__EXERCISE PASSAGE__:
|---|

Years Ago
Today is Friday, Feb. 12, the 43rd day of 2010. There are 322 days left in the year. On this date in 1809, Abraham Lincoln, the 16th president of the United States, is born in present-day Larue County, Ky. Naturalist Charles Darwin is born in Shrewsbury, England.
In 1554, Lady Jane Grey, who’d claimed the throne of England for nine days, and her husband, Guildford Dudley, are beheaded after being condemned for high treason. In 1795, the University of North Carolina becomes the first U.S. state university to admit students with the arrival of Hinton James, who is the only student on campus for two weeks. In 1818, Chile officially proclaims its independence, more than seven years after initially renouncing Spanish rule. In 1908, the first round-the-world automobile race begins in New York. (It ends in Paris the following July with the drivers of the American car, a Thomas Flyer, declared the winners over teams from Germany and Italy.) In 1909, the National Association for the Advancement of Colored People is founded. In 1915, the cornerstone for the Lincoln Memorial is laid in Washington, D.C., a year to the day after groundbreaking. In 1940, the radio play “The Adventures of Superman” debuts with Bud Collyer as the Man of Steel. In 1959, the redesigned Lincoln penny — with an image of the Lincoln Memorial replacing two ears of wheat on the reverse side — goes into circulation.
February 12, 1985: Raymond L. Moffit, a nine-year veteran of Hubbard’s police department, places first on a recent promotional exam and will be named police chief by Mayor William Colletta.
U.S. Rep. James A. Traficant Jr. says after a meeting between members of the Mahoning County Task Force and GM’s real estate subsidiary that he is cautiously optimistic about the area’s prospects for landing the Saturn project.
The Boardman Board of Education votes 4-1 to rehire Superintendent Ronald L. Overfield for three years at a salary of $51,000.
February 12, 1970: John Kenney, sanitary engineering consultant in Ann Arbor, Mich., and a member of the Environmental Pollution and National Resources Committee of the U.S. Chamber of Commerce, challenges members of the Garden Forum of Greater Youngstown to define the extent of pollution in the Mahoning River.
Nine people, including two city policemen, are injured in auto accidents in Mahoning and Trumbull counties. Patrolmen Clarence Greene, 31, and Dana Childers, 27, were injured when a car pulled out in front of their cruiser in Market Street.

|---|

Dataset entries:
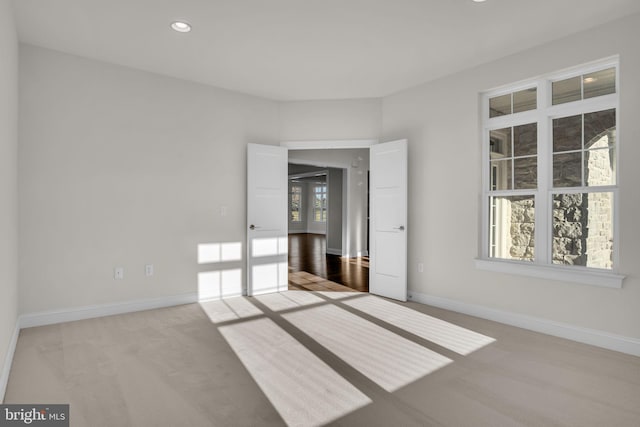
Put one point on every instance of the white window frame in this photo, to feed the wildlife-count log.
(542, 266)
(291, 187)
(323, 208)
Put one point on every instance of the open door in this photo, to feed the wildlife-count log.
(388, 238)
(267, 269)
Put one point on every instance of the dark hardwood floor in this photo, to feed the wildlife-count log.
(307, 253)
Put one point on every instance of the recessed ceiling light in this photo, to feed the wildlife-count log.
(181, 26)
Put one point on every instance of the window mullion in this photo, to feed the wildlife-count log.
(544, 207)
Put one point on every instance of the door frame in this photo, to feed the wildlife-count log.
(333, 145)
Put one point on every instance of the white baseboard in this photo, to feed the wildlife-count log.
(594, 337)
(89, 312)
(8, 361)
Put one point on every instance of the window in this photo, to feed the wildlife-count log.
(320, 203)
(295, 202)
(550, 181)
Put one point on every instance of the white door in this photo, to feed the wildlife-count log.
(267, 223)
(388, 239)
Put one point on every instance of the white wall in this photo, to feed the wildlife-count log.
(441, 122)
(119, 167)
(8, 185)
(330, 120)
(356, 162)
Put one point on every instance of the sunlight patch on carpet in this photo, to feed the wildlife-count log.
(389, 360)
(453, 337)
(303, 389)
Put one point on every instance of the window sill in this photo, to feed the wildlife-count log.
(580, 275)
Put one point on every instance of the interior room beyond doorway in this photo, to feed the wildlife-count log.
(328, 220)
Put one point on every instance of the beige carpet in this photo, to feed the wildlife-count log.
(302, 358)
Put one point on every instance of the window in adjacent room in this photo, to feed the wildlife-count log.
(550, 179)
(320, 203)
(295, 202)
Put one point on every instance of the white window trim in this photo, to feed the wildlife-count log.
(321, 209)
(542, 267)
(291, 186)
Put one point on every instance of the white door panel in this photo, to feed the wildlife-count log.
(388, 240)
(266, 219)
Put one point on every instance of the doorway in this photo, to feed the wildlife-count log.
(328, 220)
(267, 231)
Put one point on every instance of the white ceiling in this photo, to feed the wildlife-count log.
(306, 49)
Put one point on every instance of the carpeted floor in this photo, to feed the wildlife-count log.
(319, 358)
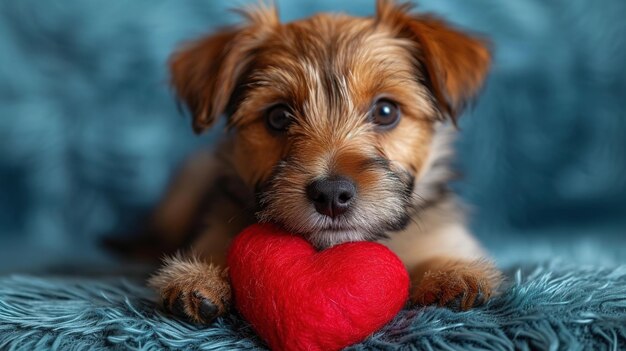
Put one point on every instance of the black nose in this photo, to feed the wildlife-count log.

|---|

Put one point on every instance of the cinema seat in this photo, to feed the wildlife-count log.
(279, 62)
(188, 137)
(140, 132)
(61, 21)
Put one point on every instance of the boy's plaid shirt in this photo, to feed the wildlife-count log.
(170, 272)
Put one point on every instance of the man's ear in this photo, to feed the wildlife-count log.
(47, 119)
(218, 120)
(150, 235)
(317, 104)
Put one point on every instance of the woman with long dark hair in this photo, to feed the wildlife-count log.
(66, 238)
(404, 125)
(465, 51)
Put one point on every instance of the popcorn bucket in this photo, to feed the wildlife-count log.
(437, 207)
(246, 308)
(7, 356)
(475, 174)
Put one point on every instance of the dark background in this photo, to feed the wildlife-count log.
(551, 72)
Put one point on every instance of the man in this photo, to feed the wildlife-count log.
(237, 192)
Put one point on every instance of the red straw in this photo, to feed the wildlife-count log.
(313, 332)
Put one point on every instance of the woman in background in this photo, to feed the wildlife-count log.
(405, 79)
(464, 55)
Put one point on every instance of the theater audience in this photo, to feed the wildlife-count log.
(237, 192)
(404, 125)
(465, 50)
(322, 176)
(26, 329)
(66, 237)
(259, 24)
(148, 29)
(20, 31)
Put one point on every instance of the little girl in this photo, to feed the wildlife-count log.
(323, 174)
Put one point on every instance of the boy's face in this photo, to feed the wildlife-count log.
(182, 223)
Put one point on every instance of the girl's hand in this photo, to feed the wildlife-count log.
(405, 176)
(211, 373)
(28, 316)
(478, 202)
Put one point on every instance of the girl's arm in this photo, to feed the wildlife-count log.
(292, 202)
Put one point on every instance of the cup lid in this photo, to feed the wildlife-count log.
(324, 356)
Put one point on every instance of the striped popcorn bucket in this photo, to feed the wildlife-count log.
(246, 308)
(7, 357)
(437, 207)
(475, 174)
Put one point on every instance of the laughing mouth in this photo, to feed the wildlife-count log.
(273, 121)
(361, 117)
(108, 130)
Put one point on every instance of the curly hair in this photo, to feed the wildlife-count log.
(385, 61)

|---|

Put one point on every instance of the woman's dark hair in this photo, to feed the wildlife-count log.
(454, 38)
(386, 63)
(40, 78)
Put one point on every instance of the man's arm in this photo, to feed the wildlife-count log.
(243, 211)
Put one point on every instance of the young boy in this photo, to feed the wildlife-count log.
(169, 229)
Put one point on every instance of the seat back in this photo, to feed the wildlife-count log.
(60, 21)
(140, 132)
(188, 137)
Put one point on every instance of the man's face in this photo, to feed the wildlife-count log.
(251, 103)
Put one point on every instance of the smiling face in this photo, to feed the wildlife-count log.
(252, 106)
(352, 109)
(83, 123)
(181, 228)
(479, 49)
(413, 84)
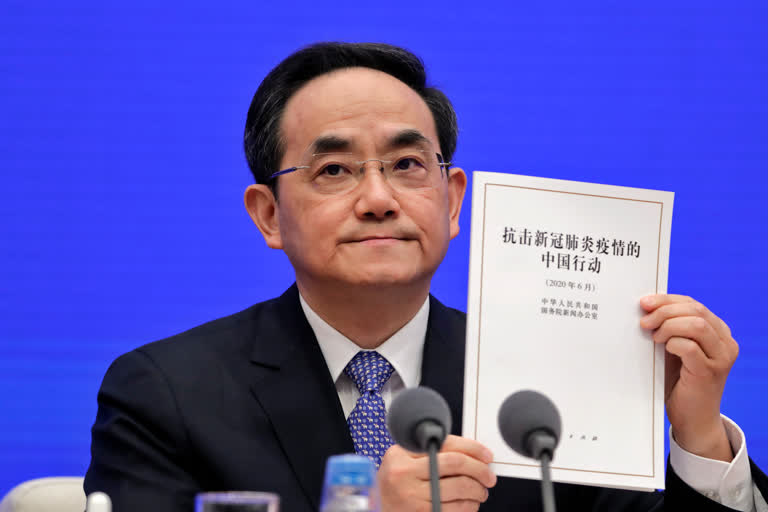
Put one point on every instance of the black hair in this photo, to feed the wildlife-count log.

|---|

__REQUIREMENT 1__:
Can you reproduce the Years Ago column starting at "U.S. Rep. James" and ending at "salary of $51,000.", changing "cautiously optimistic" to "hopeful"?
__REQUIREMENT 2__:
According to the Years Ago column, which university became the first U.S. state university to admit students?
Rely solely on the Years Ago column when responding.

__TASK ANSWER 1__:
U.S. Rep. James A. Traficant Jr. says after a meeting between members of the Mahoning County Task Force and GM’s real estate subsidiary that he is hopeful about the area’s prospects for landing the Saturn project.
The Boardman Board of Education votes 4-1 to rehire Superintendent Ronald L. Overfield for three years at a salary of $51,000.

__TASK ANSWER 2__:
The University of North Carolina